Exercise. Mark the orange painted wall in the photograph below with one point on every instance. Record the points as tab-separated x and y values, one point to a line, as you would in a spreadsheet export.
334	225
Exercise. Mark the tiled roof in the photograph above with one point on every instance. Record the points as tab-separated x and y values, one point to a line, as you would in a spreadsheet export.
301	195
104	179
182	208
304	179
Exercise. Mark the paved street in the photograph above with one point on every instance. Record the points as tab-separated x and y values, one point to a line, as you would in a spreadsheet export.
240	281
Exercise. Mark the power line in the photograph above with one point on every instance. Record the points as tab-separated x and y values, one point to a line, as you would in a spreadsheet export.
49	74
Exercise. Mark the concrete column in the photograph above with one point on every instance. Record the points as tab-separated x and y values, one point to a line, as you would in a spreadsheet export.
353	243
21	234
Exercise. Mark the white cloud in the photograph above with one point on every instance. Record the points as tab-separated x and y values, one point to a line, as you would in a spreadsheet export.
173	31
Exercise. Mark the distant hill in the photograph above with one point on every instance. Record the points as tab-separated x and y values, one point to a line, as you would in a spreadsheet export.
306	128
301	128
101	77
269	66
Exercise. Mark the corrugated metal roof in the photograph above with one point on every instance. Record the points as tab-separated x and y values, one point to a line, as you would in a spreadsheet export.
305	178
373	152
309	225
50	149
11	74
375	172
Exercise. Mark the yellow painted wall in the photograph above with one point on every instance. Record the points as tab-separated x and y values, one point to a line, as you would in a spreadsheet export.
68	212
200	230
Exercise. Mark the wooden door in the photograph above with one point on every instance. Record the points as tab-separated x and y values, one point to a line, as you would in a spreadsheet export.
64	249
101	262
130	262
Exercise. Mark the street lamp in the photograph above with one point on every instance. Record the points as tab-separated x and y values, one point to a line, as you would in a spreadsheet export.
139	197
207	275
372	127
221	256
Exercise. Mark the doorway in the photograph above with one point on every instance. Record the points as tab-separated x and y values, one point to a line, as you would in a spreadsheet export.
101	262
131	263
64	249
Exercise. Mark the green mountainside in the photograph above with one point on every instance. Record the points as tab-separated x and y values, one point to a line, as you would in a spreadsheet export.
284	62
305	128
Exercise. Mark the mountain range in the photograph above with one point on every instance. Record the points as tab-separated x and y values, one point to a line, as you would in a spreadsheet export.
________________________
GOAL: Restate the data above exactly, keeping each word as it stands.

EXERCISE SOLUTION:
Exercise. Mark the orange painted wall in the photograph below with one point on every instance. Record the points as tab-separated x and y values, one point to a line, as you would in a spreadsheet export.
334	225
Exercise. Mark the tiled roof in the photograph above with one point on every instance. Record the points as tab-separated x and y values, one point to a line, as you would in a spreadsheet export.
301	195
104	179
182	208
304	179
Exercise. Mark the paved street in the photograph above with one point on every instance. Record the points as tab-separated x and y values, one point to a line, as you would in a spreadsheet export.
240	281
Exercise. Mark the power line in the photograph above with one point on every instance. Record the points as tab-separated x and y values, one point to a line, as you would in a spreadsheet export.
49	74
Exercise. Mark the concrete column in the photograph above with one point on every instance. Record the points as tab-separated x and y values, one point to a line, as you would in a spreadsheet export.
353	243
21	234
Exercise. Mark the white cloud in the photograph above with one point on every instance. Record the points as tab-separated x and y values, one point to a line, as you would in a spreadsheet export.
173	31
Exercise. Mark the distant hill in the photograph above with one point on every instance. Record the points as tab-separated x and y values, one point to a line, as you would in a spreadsheet export.
306	128
301	128
101	77
269	66
Exercise. Mark the corrugated metal roof in the photograph above with one point on every instance. Record the points as tab-separated x and y values, one point to a line, as you would in a spreadsheet export.
305	178
373	152
309	225
50	149
11	74
375	172
Exercise. Mark the yellow painted wall in the photograph above with one point on every instance. Record the points as tab-separated x and y values, one point to a line, as you would in a spreadsheet export.
68	212
200	230
Exercise. Mark the wooden door in the photograph above with one point on every instance. Record the points as tab-separated x and y values, one point to a line, as you would in a spreadsheet export.
64	249
101	262
130	262
Exercise. Mark the street lamp in the photograph above with one point on every instance. Record the points as tab-separated x and y values, one point to a line, as you would in a spreadsheet export.
139	197
207	275
372	127
221	256
Exercise. Mark the doorway in the photograph above with one point on every instance. Record the points as tab-separated x and y values, one point to a line, as you would in a spreadsheet export.
101	262
131	263
64	249
Exercise. Mark the green mountainside in the photograph above with one point on every instance. Record the points as tab-separated x and y values, one point to a line, as you would in a spreadsheet export.
284	62
305	128
Exercise. Mark the mountain range in the photograph above with one point on every instance. Record the points as tab-separated x and y values, one point to a line, as you would in a spreadsheet export.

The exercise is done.